▶ TEXT SHOWN
-- Opening Marker --
I have the following python script. The deadlock happens when I have 3 MPI ranks. I want to create a subcommunicator for ranks 0 and 1, and another for ranks 1 and 2. This means that rank 1 only needs to know about the first sub communicator, rank 2 needs to know about the second, but rank 1 needs to know about both of them.

However, although rank 1 successfully creates the first communicator, it deadlocks when creating the second. Why is that?

from mpi4py import MPI
from typing import List

world_comm = MPI.COMM_WORLD
world_size = world_comm.Get_size()
world_rank = world_comm.Get_rank()

assert world_size == 3

communicator_ranks = [
    [(0, 1)],
    [(0, 1), (1, 2)],
    [(1, 2)]
]

communicators: List[MPI.Comm] = []
for ranks in communicator_ranks[world_rank]:
    group = world_comm.group.Incl(ranks)
    print(f"rank: {world_rank}, forming communictor for ranks: {ranks}")
    comm = world_comm.Create(group)
    print(f"rank: {world_rank}, forming communictor for ranks: {ranks} -- DONE")
    communicators.append(comm)
-- Closing Marker --
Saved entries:
-- Opening Marker --
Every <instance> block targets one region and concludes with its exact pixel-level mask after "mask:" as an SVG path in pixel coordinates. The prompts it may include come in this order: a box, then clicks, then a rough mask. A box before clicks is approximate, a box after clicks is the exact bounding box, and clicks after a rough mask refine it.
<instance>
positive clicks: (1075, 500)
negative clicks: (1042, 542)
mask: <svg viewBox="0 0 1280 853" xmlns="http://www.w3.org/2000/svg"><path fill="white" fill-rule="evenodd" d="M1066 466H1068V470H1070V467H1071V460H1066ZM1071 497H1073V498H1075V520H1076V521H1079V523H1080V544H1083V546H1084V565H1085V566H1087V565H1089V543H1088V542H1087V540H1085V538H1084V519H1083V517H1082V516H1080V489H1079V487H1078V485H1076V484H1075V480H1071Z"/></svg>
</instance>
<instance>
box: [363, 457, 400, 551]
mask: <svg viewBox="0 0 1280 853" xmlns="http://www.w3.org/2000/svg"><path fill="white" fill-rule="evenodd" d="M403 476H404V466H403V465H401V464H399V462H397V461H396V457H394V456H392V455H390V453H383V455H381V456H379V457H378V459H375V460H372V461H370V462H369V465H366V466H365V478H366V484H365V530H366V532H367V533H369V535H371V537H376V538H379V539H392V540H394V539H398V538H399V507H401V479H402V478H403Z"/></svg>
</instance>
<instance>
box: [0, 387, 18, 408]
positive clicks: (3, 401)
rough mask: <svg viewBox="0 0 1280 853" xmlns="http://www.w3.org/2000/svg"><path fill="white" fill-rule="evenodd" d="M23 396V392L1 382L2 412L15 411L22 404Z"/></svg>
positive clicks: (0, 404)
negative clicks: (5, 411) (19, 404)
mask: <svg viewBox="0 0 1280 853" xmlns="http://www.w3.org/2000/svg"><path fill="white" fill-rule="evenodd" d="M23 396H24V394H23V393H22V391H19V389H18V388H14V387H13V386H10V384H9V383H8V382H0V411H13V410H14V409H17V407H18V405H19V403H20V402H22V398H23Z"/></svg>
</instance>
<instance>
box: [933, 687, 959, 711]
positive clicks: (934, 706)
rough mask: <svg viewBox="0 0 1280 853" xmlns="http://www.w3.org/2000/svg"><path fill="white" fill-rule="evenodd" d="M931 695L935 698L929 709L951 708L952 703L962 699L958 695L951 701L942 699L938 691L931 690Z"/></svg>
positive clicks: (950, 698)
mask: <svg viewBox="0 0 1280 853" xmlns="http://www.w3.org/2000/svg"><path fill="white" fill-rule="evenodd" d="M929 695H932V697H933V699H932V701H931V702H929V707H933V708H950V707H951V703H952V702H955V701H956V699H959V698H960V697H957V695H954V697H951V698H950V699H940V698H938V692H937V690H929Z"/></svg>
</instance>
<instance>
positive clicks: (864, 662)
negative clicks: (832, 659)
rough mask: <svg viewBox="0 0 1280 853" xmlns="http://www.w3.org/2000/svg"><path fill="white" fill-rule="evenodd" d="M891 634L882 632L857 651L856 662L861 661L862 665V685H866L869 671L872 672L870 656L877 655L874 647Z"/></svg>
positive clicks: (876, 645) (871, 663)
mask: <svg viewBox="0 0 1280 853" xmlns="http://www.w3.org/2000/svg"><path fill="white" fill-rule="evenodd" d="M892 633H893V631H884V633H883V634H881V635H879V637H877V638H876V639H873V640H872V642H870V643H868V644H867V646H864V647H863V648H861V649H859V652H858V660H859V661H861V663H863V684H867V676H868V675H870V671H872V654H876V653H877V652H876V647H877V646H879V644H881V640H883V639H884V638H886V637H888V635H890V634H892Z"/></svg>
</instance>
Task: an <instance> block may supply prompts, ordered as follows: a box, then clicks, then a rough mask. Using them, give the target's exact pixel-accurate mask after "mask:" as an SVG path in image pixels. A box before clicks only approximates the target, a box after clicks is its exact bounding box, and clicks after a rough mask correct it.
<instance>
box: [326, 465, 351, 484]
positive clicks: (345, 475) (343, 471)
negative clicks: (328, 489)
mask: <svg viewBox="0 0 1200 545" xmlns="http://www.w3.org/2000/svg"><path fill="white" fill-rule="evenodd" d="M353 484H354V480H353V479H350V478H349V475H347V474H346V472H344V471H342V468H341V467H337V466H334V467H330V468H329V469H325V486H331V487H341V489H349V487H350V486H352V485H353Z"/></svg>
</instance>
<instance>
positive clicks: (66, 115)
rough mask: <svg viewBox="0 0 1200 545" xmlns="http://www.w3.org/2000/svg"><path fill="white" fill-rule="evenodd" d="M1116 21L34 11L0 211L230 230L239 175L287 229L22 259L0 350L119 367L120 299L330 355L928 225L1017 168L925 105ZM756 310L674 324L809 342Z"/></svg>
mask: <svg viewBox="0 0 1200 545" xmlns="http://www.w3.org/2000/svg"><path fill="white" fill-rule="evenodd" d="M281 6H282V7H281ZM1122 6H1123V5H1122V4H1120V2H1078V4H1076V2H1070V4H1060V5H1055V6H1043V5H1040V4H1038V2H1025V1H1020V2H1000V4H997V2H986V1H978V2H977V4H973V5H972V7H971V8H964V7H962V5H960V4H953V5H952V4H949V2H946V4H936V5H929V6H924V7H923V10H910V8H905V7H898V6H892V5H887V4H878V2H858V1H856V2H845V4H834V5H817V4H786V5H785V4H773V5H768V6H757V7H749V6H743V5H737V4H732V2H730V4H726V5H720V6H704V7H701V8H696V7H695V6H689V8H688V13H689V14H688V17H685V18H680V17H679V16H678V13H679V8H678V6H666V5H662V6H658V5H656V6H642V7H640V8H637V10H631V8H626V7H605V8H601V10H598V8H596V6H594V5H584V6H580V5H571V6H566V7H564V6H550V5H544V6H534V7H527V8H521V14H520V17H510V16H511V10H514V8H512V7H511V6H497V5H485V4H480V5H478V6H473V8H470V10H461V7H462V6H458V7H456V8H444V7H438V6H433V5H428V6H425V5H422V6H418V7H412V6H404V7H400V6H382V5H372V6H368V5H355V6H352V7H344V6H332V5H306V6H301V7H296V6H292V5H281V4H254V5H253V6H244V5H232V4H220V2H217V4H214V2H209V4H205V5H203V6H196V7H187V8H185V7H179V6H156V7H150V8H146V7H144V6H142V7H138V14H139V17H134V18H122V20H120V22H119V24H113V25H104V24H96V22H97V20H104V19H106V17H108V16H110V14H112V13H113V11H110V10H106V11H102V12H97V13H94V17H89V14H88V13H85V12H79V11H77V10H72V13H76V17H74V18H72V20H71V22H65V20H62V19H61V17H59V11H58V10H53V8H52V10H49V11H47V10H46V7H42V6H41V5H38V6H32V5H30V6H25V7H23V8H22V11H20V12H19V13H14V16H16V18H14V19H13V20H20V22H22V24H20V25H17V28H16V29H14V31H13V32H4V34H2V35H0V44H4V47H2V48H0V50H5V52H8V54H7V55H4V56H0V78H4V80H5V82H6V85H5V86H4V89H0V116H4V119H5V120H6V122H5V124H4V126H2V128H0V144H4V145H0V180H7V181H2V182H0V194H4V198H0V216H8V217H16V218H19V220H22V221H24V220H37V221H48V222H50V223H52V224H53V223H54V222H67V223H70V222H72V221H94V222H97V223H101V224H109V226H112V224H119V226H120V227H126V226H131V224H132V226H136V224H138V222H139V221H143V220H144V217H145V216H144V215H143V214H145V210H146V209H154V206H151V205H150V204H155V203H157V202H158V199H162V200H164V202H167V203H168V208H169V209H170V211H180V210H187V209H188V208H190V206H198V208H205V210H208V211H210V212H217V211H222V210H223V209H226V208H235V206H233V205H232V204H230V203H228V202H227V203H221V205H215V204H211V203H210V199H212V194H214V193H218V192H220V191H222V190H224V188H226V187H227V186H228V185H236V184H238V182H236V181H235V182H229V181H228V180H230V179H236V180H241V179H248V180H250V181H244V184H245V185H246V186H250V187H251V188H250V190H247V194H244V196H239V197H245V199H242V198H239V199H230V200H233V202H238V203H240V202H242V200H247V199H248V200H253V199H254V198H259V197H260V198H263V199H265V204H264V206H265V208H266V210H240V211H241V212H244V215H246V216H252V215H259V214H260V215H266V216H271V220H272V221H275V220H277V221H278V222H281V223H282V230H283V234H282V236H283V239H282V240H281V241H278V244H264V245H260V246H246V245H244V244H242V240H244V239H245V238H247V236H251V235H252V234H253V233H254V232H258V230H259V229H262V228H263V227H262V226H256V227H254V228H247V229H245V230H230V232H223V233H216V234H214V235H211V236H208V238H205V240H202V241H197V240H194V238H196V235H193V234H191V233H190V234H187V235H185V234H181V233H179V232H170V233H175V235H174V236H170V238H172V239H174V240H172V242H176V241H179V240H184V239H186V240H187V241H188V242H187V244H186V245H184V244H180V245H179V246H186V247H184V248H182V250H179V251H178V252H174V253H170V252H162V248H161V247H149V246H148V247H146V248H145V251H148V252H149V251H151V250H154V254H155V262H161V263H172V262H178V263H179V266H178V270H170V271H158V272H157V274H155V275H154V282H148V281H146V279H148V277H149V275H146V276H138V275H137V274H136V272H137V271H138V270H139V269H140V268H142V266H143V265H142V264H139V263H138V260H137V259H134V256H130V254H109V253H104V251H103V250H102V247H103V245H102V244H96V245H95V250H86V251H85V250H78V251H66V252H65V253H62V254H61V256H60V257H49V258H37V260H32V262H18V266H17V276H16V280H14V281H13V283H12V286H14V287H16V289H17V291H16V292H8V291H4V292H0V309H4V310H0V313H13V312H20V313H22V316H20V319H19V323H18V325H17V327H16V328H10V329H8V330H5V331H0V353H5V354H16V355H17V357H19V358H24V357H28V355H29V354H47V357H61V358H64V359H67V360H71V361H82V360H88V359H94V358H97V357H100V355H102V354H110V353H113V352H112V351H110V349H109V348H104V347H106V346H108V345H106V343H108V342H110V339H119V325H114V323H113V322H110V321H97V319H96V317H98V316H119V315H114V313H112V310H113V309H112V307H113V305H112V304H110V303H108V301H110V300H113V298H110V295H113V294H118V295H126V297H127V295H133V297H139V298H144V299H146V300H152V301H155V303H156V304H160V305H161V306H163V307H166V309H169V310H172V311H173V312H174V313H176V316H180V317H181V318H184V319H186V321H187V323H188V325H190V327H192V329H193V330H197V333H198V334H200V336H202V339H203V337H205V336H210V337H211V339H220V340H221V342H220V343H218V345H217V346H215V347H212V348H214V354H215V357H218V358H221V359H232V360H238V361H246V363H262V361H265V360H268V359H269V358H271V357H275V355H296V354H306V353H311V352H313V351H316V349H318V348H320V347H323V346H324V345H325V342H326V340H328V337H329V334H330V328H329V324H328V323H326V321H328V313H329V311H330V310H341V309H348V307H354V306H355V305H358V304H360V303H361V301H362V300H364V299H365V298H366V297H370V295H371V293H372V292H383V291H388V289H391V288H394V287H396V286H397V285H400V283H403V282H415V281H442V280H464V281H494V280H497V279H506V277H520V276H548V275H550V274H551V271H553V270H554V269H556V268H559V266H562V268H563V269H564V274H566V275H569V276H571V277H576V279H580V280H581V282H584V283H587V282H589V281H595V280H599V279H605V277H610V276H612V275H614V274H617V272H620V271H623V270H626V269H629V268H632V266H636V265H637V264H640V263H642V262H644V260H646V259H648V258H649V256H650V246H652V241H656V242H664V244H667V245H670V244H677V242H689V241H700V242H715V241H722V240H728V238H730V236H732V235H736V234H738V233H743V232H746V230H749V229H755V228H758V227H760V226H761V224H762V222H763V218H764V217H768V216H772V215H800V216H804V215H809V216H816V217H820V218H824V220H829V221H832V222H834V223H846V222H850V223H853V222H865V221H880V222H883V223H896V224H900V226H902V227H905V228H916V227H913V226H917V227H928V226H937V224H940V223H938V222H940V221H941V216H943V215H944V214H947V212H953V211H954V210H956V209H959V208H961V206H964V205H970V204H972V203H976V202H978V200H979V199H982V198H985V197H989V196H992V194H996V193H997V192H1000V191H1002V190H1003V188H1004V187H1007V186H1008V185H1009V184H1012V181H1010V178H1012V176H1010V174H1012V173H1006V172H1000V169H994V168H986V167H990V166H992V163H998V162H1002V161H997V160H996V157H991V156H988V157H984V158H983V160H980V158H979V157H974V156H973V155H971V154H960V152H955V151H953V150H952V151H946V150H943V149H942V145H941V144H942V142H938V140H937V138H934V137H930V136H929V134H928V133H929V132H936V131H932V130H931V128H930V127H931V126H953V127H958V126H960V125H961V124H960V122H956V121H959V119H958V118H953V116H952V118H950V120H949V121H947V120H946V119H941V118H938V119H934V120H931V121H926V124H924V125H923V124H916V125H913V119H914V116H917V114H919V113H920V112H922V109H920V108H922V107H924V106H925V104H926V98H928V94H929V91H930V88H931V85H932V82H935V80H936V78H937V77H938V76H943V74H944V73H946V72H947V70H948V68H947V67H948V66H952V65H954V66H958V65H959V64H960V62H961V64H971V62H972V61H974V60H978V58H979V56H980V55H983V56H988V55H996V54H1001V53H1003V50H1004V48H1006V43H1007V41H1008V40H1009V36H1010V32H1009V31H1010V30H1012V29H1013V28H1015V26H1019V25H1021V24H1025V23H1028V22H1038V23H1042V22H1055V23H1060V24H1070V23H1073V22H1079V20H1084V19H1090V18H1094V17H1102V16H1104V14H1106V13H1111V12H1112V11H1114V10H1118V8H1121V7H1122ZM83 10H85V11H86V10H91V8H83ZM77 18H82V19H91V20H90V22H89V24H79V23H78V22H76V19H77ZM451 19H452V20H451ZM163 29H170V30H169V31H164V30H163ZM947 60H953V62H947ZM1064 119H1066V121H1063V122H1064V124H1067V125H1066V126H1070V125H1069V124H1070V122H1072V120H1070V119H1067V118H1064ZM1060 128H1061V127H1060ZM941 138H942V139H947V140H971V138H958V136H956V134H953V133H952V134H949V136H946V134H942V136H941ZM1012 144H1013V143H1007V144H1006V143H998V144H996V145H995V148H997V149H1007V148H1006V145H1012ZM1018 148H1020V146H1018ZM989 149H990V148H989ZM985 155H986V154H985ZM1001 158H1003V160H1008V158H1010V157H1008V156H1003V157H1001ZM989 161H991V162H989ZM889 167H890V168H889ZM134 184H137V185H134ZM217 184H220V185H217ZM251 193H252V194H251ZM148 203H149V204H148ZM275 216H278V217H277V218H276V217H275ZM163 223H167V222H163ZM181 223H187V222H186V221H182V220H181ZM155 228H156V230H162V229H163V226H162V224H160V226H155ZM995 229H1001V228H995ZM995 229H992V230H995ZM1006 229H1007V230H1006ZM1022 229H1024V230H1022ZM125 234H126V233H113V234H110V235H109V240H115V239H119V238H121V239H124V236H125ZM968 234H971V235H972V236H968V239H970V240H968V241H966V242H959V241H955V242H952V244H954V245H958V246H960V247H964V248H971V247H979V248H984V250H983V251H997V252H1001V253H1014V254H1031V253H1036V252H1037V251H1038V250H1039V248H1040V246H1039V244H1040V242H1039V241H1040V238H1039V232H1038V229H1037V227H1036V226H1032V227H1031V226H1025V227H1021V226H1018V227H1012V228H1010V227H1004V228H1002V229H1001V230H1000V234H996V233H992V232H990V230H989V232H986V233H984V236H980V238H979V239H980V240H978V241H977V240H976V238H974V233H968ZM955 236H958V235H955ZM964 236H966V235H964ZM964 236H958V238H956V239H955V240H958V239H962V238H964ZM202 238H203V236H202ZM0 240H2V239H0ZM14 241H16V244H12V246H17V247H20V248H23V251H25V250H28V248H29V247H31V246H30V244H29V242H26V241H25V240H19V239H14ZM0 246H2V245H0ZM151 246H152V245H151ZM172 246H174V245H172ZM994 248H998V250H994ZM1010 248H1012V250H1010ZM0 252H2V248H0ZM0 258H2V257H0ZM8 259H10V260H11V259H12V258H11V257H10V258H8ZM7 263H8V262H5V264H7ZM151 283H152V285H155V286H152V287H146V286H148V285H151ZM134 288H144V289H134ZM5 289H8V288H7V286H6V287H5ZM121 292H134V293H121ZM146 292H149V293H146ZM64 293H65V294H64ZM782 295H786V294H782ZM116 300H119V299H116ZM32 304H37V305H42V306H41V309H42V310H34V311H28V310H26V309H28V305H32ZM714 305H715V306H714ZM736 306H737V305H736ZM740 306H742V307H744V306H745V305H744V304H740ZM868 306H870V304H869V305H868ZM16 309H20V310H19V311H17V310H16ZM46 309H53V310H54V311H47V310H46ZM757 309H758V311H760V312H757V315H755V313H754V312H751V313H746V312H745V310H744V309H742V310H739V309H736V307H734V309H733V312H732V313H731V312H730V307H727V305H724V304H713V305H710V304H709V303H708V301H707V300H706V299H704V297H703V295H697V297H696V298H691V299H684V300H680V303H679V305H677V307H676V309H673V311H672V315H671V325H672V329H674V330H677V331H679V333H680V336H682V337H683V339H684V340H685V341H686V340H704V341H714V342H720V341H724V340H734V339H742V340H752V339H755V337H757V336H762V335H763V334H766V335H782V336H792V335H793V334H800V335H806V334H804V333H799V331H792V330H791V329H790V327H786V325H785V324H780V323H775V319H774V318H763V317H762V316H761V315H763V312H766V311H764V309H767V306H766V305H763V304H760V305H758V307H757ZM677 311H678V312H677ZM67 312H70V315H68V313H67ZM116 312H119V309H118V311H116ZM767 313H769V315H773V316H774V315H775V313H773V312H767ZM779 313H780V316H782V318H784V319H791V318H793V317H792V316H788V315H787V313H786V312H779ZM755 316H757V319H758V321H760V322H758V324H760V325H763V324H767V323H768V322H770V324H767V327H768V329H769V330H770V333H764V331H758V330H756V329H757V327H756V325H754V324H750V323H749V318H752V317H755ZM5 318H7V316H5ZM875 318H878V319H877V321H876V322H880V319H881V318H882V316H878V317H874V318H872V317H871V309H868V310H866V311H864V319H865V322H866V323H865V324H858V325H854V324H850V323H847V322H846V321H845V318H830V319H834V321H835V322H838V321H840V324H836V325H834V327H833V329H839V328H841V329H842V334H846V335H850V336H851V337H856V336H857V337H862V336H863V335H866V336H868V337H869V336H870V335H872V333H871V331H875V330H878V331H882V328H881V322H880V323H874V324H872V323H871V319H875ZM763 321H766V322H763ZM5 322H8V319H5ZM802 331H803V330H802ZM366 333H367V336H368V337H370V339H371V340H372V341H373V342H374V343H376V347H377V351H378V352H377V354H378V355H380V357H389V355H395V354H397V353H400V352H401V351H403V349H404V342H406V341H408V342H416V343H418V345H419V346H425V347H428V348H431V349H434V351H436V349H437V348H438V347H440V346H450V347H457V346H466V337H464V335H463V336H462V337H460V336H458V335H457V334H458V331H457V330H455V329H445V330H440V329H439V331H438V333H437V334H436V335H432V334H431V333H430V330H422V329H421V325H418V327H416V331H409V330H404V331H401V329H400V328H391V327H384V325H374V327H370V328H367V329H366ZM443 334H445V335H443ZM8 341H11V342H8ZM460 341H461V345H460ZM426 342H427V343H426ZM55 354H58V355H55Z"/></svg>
-- Closing Marker --
▶ COMPLETE THE FOLLOWING
a: Copy out the saved entries from their first line through the line containing "negative clicks: (1042, 542)", both ends included.
b: Write the next part of the text about the mpi4py subcommunicator deadlock, picking up after its last line.

▶ RESULTS IN ORDER
a:
Every <instance> block targets one region and concludes with its exact pixel-level mask after "mask:" as an SVG path in pixel coordinates. The prompts it may include come in this order: a box, then clicks, then a rough mask. A box before clicks is approximate, a box after clicks is the exact bounding box, and clicks after a rough mask refine it.
<instance>
positive clicks: (1075, 500)
negative clicks: (1042, 542)

b:
world_comm.barrier()
print("all done")

when running mpirun -n 3 python deadlock.py I get the following printout:

> mpirun -n 3 python deadlock.py
rank: 2, forming communictor for ranks: (1, 2)
rank: 1, forming communictor for ranks: (0, 1)
rank: 0, forming communictor for ranks: (0, 1)
rank: 0, forming communictor for ranks: (0, 1) -- DONE
rank: 2, forming communictor for ranks: (1, 2) -- DONE
rank: 1, forming communictor for ranks: (0, 1) -- DONE
rank: 1, forming communictor for ranks: (1, 2)

Note, the last entry has no DONE counterpart and the program just sits there waiting forever


Solution

  • Your program is incorrect w.r.t. the MPI standard.

    From MPI 4.2 chapter 7.4 page 325:

    If an MPI process calls with a nonempty group then all MPI processes in that group must call the function with the same group as argument, that is the same MPI processes in the same order. Otherwise, the call is erroneous.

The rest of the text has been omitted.